(Stored data)
#####

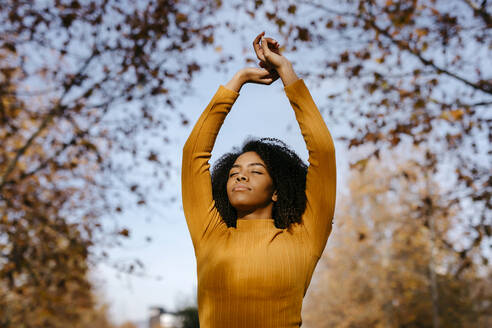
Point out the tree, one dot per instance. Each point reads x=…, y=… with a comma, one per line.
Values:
x=378, y=267
x=77, y=80
x=405, y=70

#####

> What the task asks:
Reproduce every line of the records above word for word, leaving out the pictures.

> Response to this task:
Point out the tree, one dot per instance. Each point reads x=…, y=… with a comma, one per line.
Values:
x=378, y=267
x=77, y=80
x=405, y=70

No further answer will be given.